Given records:
= Beginning of Section =
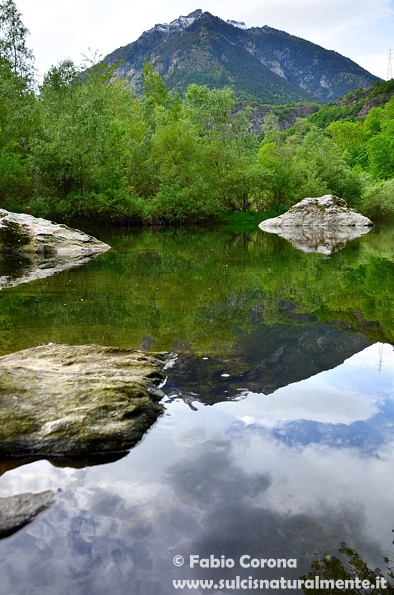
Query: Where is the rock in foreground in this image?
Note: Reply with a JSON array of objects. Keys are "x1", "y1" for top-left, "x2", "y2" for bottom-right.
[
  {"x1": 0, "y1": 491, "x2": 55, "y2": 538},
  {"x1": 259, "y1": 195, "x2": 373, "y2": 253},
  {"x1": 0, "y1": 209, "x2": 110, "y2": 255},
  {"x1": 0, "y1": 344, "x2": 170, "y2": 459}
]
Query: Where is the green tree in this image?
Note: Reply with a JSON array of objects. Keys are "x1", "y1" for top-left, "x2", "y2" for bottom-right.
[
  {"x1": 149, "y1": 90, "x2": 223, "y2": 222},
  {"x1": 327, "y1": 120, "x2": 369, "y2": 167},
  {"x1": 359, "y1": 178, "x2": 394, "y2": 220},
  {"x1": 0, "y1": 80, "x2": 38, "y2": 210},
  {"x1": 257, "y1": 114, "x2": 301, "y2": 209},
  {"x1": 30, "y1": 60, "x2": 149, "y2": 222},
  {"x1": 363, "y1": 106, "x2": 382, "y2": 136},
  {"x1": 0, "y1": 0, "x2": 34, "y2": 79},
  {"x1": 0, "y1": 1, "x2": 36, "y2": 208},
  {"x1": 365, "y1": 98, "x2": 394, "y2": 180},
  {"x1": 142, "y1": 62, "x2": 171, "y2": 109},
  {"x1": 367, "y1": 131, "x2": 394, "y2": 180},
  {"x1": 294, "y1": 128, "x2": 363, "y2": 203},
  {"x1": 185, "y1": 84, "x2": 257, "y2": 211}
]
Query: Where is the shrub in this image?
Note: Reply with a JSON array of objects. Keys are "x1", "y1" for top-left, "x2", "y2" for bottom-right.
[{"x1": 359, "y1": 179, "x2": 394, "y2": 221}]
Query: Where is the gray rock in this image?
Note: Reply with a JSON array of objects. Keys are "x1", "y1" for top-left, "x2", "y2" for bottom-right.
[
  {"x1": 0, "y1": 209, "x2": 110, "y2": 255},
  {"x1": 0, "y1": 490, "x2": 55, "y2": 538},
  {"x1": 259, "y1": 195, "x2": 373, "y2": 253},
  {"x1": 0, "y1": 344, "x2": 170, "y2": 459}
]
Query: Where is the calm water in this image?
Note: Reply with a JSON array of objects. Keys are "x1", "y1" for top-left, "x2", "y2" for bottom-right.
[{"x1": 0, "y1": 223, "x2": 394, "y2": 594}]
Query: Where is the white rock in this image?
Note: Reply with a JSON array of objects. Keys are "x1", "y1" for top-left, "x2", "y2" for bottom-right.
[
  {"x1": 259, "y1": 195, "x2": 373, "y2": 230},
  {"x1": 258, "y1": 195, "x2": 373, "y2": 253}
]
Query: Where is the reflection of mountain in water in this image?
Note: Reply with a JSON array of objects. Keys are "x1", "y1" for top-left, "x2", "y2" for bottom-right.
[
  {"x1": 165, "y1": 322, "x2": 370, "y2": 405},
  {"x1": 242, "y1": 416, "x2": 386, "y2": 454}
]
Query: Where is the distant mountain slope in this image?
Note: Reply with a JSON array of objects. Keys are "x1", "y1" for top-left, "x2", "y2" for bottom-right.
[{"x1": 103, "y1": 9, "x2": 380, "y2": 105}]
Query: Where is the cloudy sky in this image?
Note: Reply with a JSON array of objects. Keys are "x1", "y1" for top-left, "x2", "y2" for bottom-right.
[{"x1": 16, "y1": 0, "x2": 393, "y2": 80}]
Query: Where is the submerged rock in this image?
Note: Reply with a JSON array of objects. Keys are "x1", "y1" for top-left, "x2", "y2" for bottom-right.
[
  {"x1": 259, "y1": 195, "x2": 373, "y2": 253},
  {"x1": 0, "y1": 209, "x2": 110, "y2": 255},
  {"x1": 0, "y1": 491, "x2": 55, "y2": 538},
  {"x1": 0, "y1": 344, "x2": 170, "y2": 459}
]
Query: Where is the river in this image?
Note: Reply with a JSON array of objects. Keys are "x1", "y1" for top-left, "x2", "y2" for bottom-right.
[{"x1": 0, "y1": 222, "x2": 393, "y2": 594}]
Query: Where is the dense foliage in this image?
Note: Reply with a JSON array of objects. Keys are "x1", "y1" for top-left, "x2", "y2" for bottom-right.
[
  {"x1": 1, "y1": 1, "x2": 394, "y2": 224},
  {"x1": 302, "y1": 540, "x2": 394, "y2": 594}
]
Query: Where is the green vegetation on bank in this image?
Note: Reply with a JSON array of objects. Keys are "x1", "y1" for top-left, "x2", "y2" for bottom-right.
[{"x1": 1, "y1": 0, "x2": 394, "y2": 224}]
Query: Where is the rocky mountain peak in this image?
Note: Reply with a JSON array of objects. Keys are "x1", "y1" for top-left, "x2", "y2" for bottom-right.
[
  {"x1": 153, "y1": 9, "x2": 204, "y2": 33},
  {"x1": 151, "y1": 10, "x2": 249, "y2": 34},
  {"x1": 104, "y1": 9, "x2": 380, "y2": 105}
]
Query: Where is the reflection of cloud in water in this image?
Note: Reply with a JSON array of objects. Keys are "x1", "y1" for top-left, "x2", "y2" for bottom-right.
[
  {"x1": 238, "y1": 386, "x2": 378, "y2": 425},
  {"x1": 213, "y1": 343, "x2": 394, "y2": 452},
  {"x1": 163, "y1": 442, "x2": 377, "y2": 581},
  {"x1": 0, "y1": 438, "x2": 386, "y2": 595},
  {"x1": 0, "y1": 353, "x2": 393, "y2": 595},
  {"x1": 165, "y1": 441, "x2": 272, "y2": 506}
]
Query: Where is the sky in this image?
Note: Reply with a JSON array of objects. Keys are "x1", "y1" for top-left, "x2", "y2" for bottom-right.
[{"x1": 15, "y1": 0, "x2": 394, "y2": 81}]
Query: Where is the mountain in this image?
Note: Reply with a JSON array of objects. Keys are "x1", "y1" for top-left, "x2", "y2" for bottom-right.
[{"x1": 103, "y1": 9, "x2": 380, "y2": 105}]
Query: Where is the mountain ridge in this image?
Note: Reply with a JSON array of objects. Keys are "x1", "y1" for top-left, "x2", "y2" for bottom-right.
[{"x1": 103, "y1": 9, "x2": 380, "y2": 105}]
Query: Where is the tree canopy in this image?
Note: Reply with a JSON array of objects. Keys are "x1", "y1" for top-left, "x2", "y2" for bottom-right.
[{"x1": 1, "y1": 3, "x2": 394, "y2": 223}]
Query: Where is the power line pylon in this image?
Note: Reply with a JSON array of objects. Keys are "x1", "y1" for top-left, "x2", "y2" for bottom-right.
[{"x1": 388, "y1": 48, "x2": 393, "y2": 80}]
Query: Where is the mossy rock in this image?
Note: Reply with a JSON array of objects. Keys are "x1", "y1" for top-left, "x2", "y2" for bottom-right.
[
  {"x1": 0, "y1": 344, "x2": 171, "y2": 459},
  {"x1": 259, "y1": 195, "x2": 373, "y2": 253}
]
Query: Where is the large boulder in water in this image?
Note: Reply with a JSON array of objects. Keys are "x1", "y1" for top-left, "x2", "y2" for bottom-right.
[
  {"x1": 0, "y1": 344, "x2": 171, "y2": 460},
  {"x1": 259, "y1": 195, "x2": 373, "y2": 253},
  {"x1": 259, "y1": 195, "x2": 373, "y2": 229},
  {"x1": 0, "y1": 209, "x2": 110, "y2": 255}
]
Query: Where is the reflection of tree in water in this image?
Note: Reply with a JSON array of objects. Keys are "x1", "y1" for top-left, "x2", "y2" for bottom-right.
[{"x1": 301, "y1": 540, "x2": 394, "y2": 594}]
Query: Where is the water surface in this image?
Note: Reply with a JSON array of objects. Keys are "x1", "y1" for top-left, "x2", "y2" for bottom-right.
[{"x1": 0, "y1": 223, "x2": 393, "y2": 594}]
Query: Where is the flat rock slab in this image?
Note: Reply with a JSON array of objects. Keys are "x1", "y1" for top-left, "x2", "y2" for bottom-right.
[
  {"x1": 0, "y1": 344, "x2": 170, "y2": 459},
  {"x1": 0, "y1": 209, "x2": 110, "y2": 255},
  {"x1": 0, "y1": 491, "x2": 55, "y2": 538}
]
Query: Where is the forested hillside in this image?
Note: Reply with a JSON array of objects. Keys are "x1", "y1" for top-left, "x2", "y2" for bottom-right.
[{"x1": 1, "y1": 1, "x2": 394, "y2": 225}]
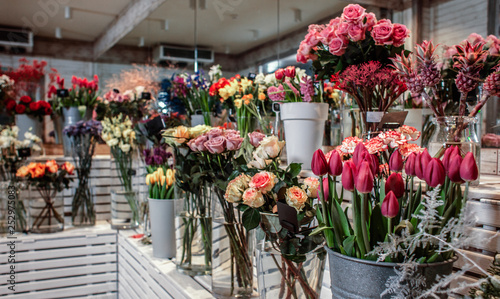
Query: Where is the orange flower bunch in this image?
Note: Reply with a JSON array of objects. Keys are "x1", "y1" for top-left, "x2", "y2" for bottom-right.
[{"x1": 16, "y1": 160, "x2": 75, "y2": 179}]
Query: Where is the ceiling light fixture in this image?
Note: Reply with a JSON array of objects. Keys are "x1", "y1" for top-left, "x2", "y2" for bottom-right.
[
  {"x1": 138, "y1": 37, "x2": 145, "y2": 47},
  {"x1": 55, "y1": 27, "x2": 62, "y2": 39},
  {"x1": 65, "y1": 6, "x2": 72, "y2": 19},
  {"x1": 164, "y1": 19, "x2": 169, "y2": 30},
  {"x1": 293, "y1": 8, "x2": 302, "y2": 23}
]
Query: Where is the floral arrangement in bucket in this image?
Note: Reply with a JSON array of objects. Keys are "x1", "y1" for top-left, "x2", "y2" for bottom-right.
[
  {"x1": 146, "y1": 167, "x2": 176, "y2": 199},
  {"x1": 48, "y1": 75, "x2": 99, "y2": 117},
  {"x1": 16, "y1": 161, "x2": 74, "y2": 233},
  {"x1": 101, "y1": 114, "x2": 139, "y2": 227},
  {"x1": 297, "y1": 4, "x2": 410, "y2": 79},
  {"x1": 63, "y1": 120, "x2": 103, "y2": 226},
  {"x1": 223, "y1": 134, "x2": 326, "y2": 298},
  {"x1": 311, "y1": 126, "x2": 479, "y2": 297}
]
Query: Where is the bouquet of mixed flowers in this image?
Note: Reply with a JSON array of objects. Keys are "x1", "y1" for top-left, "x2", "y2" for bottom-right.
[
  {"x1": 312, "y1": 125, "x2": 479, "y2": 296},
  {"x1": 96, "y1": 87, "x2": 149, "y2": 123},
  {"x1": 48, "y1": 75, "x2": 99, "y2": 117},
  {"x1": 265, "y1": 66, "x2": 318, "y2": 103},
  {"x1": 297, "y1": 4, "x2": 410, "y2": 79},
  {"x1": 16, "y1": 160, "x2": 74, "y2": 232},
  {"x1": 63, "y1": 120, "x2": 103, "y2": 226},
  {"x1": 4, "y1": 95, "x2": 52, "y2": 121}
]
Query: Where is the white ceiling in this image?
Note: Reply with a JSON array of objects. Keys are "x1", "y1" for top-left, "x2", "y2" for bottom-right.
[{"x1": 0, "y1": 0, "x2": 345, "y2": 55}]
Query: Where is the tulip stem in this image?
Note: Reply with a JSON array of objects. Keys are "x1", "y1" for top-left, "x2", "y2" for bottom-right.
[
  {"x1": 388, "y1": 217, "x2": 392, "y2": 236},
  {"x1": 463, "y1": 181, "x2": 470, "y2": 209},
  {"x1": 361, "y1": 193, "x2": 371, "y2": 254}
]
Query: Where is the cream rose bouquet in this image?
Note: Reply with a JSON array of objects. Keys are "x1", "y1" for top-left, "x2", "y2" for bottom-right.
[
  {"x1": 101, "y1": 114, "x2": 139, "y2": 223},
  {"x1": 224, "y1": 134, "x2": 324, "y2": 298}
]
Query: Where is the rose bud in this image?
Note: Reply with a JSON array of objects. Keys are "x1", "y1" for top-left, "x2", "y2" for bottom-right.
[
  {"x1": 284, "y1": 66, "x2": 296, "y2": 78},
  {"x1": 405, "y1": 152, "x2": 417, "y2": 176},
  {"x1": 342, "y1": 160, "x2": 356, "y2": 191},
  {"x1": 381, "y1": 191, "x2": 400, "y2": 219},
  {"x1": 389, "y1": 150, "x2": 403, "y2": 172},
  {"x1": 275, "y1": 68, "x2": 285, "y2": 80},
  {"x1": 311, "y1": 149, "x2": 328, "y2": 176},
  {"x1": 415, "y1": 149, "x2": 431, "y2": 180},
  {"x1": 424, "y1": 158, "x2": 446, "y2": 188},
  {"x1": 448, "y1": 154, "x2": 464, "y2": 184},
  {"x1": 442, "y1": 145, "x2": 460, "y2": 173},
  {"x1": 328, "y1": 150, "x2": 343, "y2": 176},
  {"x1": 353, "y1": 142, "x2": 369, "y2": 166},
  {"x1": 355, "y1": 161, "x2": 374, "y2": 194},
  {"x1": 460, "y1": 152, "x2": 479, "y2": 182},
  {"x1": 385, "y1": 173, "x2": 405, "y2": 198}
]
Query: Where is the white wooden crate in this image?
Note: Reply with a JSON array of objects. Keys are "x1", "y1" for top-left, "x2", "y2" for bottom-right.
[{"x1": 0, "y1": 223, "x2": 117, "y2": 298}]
= End of Section =
The task: On how many lines of the listing does the string "water" appear? Only the number should be given.

Result of the exercise: 6